§ **PAGE TEXT**:
3.2 Mood Boards as a Research Tool for Study Emotions

In order to take this initiative, we needed to first verify the validity of the evaluation of mood boards. If designers and target users share universal criteria on evaluating mood boards, the evaluation process would thus serve as the reference for testing the validity of mood board making.

For evaluation, previous studies have revealed that design students share a common perception of mood boards [33]. In this study a group of design students was recruited to create mood boards according to two general terms, ‘masculine’ and ‘feminine’, and asked them to give ratings to the mood boards created by other students depending on how well the mood boards represent the concept of masculine and feminine. The results suggested a consistency for both male and female students in terms of the concept of ‘masculine’ and ‘feminine’. These studies have revealed promising results in this direction, encouraging us to make a step forward and taking into account more critical issues that are related to the validity of the evaluation process on mood boards [39].

First, it is necessary to verify if mood boards are emotionally meaningful for both designers and target users (i.e. individuals who are not trained as a designer). While most designers are trained to make mood boards, they are also experienced in interpreting and justifying mood boards. Although mood boards are assumed to be a non-verbal emotional communication tool, it has not yet clarified if users share the same underlying criteria in justifying mood boards with designers. In order to apply mood boards as a universal tool for evaluating emotions for the general population, it is important to examine whether mood boards can be self-explained affective content to both designers and users.

Second, in the study of McDonagh and Denton [33] the raters (i.e. the design students) also participated in the task of making mood boards. This would lead to a priming effect because the raters had thought attentively about the themes for creating mood boards and would have anticipated what elements might be included in the final mood boards. We propose to include users as the role of rater in order to avoid priming effects, and this setting is also closer to how mood board making is applied in design practices.

Lastly, the stimuli for eliciting emotions in designers and users should be more immersive, emotionally rich, and generic. Most previous studies used static pictures to demonstrate the visual appearance of products, such as keywords, color, shape, and materials [11, 18]. However, this content is too feature-specific, and is not suitable for the early stage of product development. Moreover, the selection of media type should also be considered. Several psychological studies have suggested that film clips are an effective media type for eliciting emotions [40,41,42]. Film clips are relatively short, intuitively powerful, and easily accessible; the clips and the procedure for viewing them can be standardized across participants [43].

§ **SET OF TASKS**:
a: How would you translate this sentence from the mood board text into Spanish: "Moreover, the selection of media type should also be considered."
b: Could you write out the records again from their start through the line that has "836 150 951 296", replacing "stadium crowd" with "cheering fans", changing nothing else, and leaving the pictures out?
The records are unrelated to the text about mood boards.

§ **STORED RECORDS**:
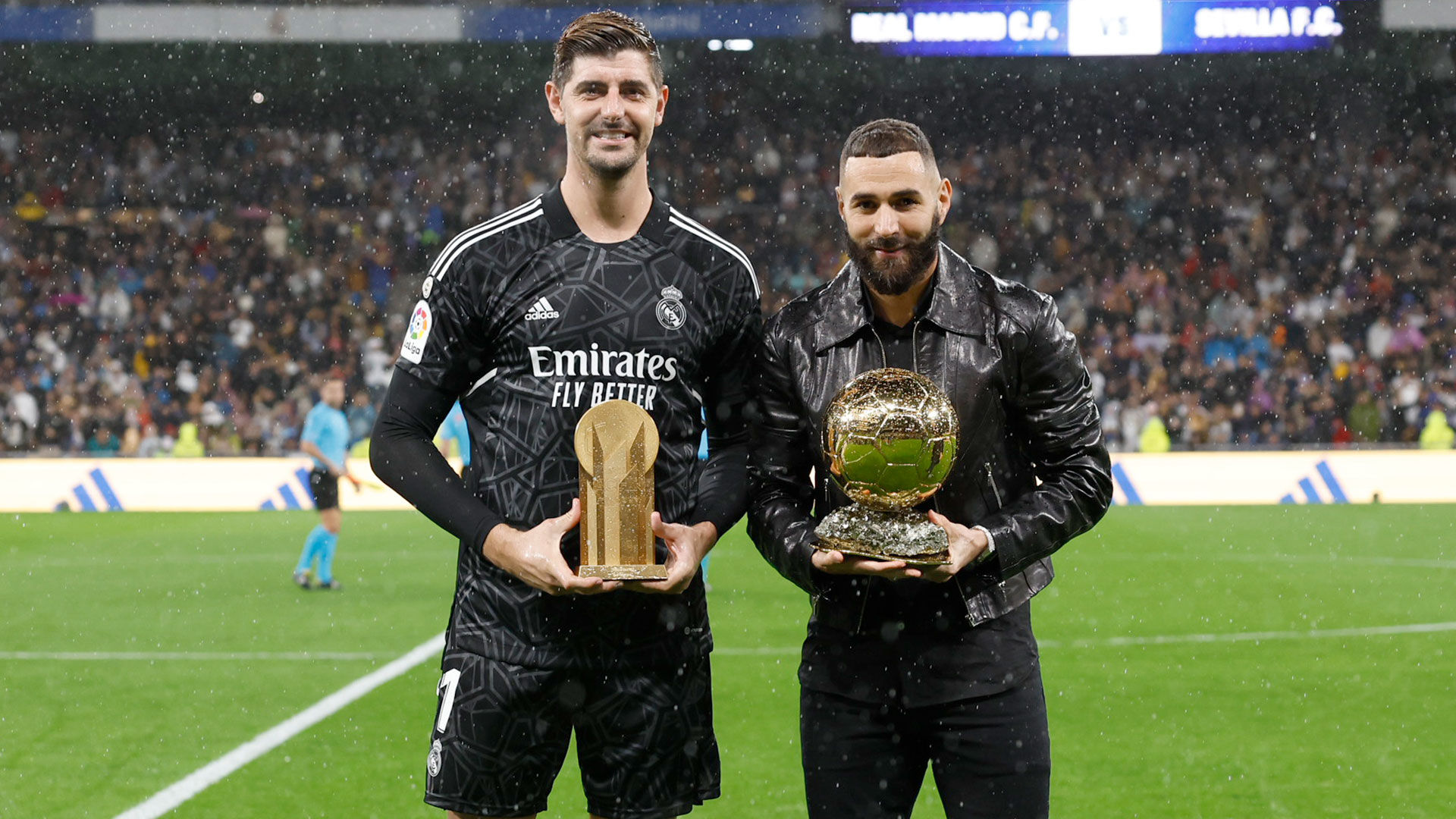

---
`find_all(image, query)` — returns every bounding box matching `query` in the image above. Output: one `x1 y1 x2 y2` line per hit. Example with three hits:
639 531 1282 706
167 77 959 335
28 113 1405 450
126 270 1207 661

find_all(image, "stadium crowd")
0 112 1456 456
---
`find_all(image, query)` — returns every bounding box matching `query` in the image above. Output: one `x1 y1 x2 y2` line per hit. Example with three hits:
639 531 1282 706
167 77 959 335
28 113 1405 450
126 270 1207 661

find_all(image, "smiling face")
546 51 667 179
836 150 951 296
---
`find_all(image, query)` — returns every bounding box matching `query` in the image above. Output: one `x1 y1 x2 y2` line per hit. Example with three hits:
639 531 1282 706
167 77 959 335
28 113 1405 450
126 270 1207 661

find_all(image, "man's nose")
601 89 626 118
875 207 900 236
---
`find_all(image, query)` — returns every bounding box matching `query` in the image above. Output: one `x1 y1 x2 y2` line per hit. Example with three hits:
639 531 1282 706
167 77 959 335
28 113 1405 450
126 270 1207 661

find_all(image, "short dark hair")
839 120 937 172
551 10 663 87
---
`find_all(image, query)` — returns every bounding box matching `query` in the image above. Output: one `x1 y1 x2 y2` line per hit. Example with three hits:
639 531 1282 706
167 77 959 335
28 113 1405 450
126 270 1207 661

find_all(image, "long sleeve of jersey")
369 369 505 547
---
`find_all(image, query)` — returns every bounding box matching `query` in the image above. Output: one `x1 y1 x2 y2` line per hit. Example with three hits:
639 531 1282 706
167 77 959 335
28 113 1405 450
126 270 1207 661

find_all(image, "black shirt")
372 187 761 667
799 272 1037 708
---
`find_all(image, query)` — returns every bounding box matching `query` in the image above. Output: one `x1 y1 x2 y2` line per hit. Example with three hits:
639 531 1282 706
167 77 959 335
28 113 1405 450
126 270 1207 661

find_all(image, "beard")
845 210 940 296
581 126 646 179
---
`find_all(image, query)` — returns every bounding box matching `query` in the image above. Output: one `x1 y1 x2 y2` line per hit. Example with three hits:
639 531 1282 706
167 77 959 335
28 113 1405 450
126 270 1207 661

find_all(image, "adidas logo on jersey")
526 296 560 322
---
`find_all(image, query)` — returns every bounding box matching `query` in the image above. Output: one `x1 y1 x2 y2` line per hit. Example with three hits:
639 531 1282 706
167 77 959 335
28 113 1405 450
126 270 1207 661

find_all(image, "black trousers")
799 669 1051 819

§ **ANSWERS PROVIDED**:
a: Además, también debería considerarse la selección del tipo de medio.

b:
---
`find_all(image, query)` — returns every bounding box matching `query` in the image above. Output: one `x1 y1 x2 y2` line per hit. Example with three hits:
639 531 1282 706
167 77 959 335
28 113 1405 450
126 270 1207 661

find_all(image, "cheering fans")
0 112 1456 456
---
`find_all(image, query)` — returns every bounding box matching `query` in the image above. Output: one `x1 y1 x2 y2` line per hit. Example with three hits:
639 531 1282 706
167 77 959 335
28 113 1405 450
126 270 1207 661

find_all(image, "smiling face")
546 51 667 179
836 150 951 296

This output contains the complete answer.